ABOUT THIS TASK: Reproduce word for word the lines between the one holding "</instance>" and the one holding "negative clicks: (90, 282)", inclusive.

DATA SUPPLIED:
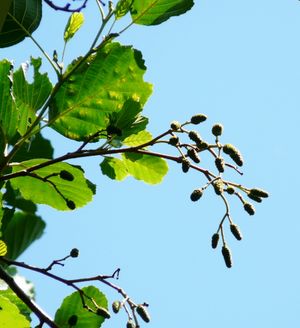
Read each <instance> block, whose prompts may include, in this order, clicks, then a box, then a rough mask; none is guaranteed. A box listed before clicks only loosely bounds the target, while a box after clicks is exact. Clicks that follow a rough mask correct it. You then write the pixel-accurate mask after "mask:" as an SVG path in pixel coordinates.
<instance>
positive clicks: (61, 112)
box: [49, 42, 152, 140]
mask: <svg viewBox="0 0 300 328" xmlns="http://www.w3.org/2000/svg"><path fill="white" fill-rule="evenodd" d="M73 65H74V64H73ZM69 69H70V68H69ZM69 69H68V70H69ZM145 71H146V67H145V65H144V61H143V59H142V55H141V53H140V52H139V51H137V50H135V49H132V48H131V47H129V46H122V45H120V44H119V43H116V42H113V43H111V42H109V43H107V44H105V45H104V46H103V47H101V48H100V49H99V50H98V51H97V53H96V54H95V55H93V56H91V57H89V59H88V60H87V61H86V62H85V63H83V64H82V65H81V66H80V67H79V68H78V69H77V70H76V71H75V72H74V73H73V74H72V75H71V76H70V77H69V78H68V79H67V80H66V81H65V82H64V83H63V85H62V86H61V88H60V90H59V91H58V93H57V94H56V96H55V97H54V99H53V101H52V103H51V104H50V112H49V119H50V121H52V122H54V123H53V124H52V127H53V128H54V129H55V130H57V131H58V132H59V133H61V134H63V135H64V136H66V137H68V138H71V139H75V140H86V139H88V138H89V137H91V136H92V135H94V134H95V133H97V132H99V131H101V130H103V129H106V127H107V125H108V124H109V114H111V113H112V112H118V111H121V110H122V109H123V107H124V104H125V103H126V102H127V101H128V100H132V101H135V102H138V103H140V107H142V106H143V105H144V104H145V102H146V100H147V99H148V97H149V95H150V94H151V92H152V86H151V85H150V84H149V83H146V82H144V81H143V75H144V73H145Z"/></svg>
==
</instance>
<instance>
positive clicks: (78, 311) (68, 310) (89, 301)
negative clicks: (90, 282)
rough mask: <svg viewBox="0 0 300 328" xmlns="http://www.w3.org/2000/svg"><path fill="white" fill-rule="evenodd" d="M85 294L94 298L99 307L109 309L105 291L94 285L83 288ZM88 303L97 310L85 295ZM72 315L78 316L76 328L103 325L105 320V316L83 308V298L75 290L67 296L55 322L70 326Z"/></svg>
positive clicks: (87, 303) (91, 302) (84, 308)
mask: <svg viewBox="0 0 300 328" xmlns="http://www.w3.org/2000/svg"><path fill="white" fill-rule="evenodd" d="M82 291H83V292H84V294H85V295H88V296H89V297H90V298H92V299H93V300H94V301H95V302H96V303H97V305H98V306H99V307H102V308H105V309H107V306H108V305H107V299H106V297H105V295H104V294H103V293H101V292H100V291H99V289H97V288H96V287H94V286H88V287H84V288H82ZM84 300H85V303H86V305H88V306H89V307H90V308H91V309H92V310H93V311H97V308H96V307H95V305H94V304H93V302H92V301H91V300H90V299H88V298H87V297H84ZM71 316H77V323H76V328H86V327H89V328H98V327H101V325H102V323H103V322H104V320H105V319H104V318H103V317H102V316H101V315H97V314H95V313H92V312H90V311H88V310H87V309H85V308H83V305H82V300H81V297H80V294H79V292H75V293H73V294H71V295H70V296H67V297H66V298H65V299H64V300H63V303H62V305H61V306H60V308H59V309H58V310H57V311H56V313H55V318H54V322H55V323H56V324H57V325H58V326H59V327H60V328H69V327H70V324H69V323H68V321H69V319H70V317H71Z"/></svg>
---
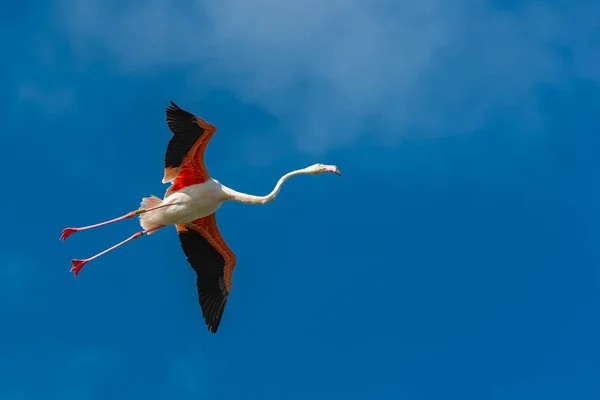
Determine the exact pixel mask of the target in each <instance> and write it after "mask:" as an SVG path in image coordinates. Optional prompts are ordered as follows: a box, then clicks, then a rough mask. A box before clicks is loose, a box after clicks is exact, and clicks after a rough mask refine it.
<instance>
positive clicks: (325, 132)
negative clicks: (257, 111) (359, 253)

WRITTEN RESPONSE:
</instance>
<instance>
positive clicks: (78, 311) (68, 310) (89, 301)
negative clicks: (90, 282)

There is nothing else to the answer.